## What to produce:
Below are records to transcribe in full and unchanged; omit every picture.

## Exercise data:
──────
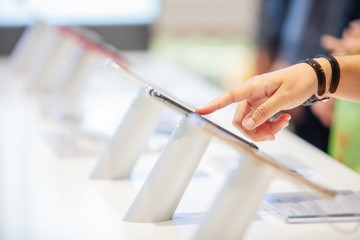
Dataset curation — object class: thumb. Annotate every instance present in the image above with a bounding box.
[242,93,284,130]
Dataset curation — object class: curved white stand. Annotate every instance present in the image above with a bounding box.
[56,50,102,101]
[25,27,61,92]
[28,36,77,94]
[194,156,275,240]
[40,48,103,120]
[46,44,85,96]
[90,91,163,179]
[124,117,212,222]
[7,22,51,77]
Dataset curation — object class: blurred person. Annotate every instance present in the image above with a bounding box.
[255,0,360,152]
[322,19,360,55]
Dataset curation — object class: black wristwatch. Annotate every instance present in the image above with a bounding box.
[301,95,330,106]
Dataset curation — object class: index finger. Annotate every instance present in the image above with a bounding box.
[195,85,252,115]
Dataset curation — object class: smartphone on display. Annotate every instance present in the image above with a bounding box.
[146,87,259,151]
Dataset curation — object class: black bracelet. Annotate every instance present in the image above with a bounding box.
[315,54,340,93]
[298,58,326,96]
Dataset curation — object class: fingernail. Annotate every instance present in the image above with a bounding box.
[243,117,255,130]
[195,107,203,113]
[266,135,275,141]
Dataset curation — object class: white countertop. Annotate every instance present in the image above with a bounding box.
[1,53,360,240]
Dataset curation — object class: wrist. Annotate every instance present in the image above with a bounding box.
[313,56,338,97]
[298,58,332,97]
[297,57,333,106]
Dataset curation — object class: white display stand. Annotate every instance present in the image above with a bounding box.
[91,91,164,179]
[46,43,86,96]
[194,156,276,240]
[121,112,334,239]
[40,46,104,120]
[54,50,101,101]
[190,119,334,239]
[27,32,77,94]
[6,22,51,77]
[124,117,212,222]
[25,27,62,92]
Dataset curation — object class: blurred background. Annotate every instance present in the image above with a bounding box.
[0,0,259,89]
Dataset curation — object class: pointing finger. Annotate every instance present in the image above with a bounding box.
[195,84,253,115]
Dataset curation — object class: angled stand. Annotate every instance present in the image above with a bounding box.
[45,44,86,96]
[7,22,51,78]
[124,117,212,222]
[40,47,103,121]
[55,50,101,101]
[25,27,62,92]
[90,91,163,179]
[193,156,275,240]
[27,33,77,94]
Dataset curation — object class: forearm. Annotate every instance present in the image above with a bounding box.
[318,55,360,102]
[195,54,360,142]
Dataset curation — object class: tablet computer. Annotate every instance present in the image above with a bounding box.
[107,59,258,150]
[107,59,336,199]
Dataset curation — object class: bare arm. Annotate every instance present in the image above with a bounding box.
[328,55,360,102]
[195,55,360,141]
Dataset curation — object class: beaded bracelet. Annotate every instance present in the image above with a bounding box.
[315,54,340,93]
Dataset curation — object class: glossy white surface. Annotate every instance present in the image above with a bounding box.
[1,54,360,240]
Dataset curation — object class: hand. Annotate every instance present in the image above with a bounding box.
[196,63,318,141]
[321,19,360,55]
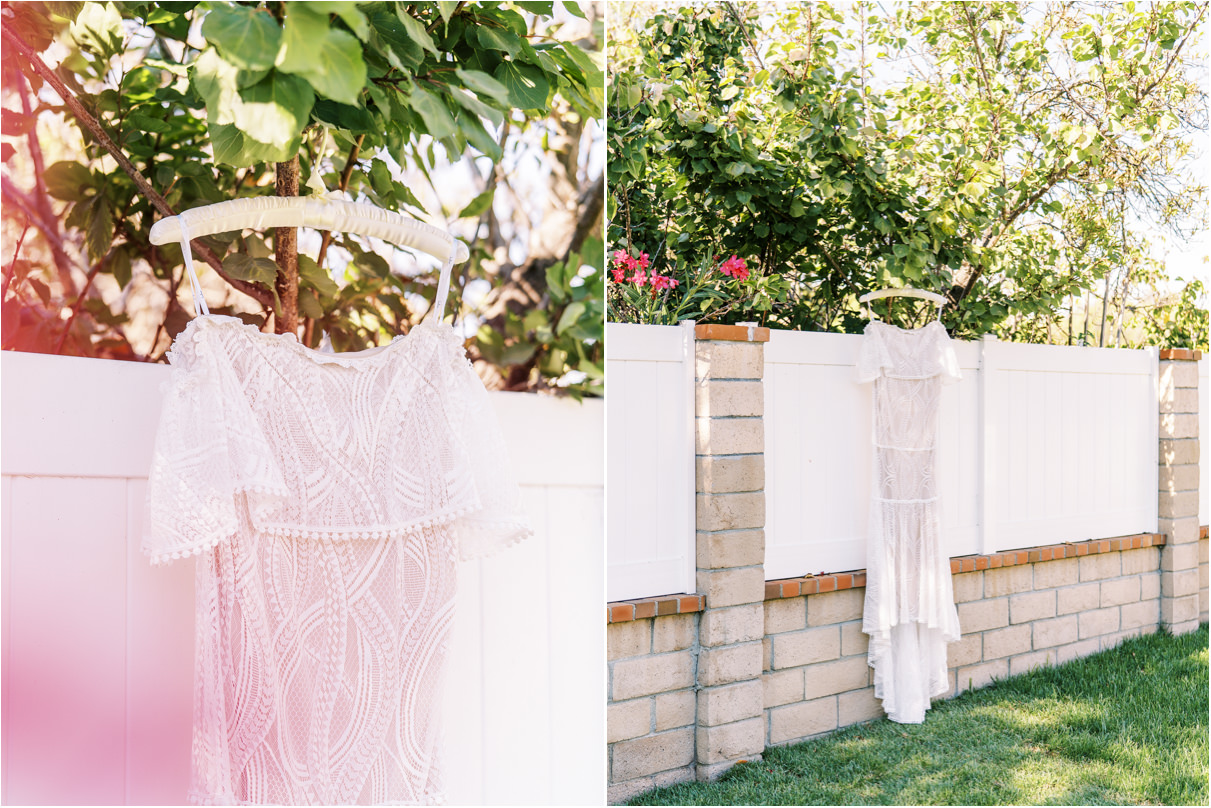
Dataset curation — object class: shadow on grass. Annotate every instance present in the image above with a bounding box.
[627,626,1209,806]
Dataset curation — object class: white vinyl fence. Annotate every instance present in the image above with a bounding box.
[0,350,604,806]
[765,333,1159,579]
[1200,356,1208,526]
[606,324,1162,598]
[605,322,697,602]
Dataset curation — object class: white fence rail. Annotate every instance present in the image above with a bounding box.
[764,332,1159,579]
[0,350,604,806]
[605,322,697,601]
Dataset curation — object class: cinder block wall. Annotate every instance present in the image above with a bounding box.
[606,339,1206,805]
[761,537,1165,749]
[607,611,699,794]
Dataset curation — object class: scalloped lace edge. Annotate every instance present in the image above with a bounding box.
[146,504,532,566]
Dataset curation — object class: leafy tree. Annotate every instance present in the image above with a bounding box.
[607,1,1206,348]
[2,0,604,395]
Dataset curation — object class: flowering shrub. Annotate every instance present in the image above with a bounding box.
[607,249,759,325]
──────
## Task response:
Dataset curation — object class: thumb. Annotate every instance present in the image above with a bounding box.
[242,93,284,130]
Dataset curation — object class: curved white stand. Annotate every instance present in the image above with a bounding box.
[56,50,102,101]
[25,27,61,92]
[28,36,77,94]
[194,156,275,240]
[40,48,103,120]
[46,44,85,96]
[90,91,163,179]
[124,117,212,222]
[7,22,51,77]
Dataset curation — object class: blurred person. Annotate every instance present in the image above with a bounding box.
[255,0,360,152]
[322,19,360,55]
Dataset curation — object class: black wristwatch. Annotate every instance present in the image above with a bounding box.
[301,95,330,106]
Dataset curation — object class: index finger. Annotate every instance present in the image above with a bounding box.
[195,85,252,115]
Dataset curation — object class: smartphone on display. Annotate every instance present in the image above with a bounding box.
[146,87,259,151]
Dataset curation — object class: black bracelet. Annotate every instance present in the image above with a bounding box.
[315,54,340,93]
[298,58,326,96]
Dataset curation — object class: fingernail. Annotate every instance present in the image above with a bounding box.
[243,117,255,130]
[195,107,203,113]
[266,135,275,141]
Dataset curation — object class: white countertop. Annotate every instance present in the image above with a bounding box.
[1,53,360,240]
Dataset curation — object class: wrist. Annotate every instance present in the image above with a bounding box.
[313,56,338,97]
[298,58,332,97]
[297,57,333,106]
Dataset curation — object class: white display stand. Annotate every instance present in the image above with a bounding box.
[91,91,164,179]
[46,43,86,96]
[194,156,276,240]
[121,112,334,239]
[40,46,104,120]
[54,50,101,101]
[190,119,334,239]
[27,32,77,94]
[6,22,51,77]
[124,117,212,222]
[25,27,62,92]
Dataset curation — object class: blurred background. Annotate every instance present in the image above with a bounding box.
[0,0,259,89]
Dataset curation — object class: pointing finger. Annotate every instance present in the image above with a bounding box.
[195,84,253,115]
Dataset curation — object class: angled stand. Annotate every instance present in the image above with a bounding box.
[45,44,86,96]
[7,22,51,78]
[124,117,212,222]
[40,47,103,121]
[55,50,101,101]
[25,27,62,92]
[90,91,163,179]
[193,156,275,240]
[27,33,77,94]
Dataset curation — object class: forearm. Annotate every instance present in the image above with a bounding box.
[318,55,360,102]
[195,54,360,142]
Dataset curation — object class: tablet computer. Annotate every instance present in the image above with a bounding box.
[107,59,258,150]
[107,59,336,199]
Dataset curation — object class: bare arm. Annotate every instance present in the image above with a bounding box.
[328,55,360,102]
[195,55,360,141]
Dataset curation — object class: beaded bracelet. Annotate every instance present in the image above with a bounding box.
[315,54,340,93]
Dataset curation — object class: glossy white surface. Annotate every instance present in the image above with a bounding box.
[1,54,360,240]
Dataset curation — object class: hand. Annotate every instance present in the image above with a bounding box.
[196,63,318,141]
[321,19,360,55]
Dataset curation — object class: shadow on grass. Annotate every instance present in the image above with a bounding box.
[627,626,1209,806]
Dataset curation — object class: white vinyl fence. Annotate every instance present in the image above with a bounding box.
[0,350,604,806]
[765,333,1159,579]
[1200,356,1208,526]
[606,324,1162,598]
[605,322,697,602]
Dataset curation — object class: white fence rail. Annotate every instance present in the image above with a bounding box.
[764,332,1159,579]
[0,350,604,806]
[605,322,697,601]
Dataset curation — object class: cinder block wall. Annotate every instance present in the image above with a bounding box.
[606,339,1206,805]
[761,537,1165,749]
[607,611,699,794]
Dataset curation — object class: scalloped lace edge. Annotate every instance present in the image above with a bounding box.
[146,504,532,566]
Dataset curation — object class: leafy tree. Annotate every instance present in the image above with a bounding box.
[607,1,1206,348]
[2,0,604,395]
Dataset curation — object class: flowering shrub. Annotate every instance present in the image above with a bounding box.
[607,249,759,325]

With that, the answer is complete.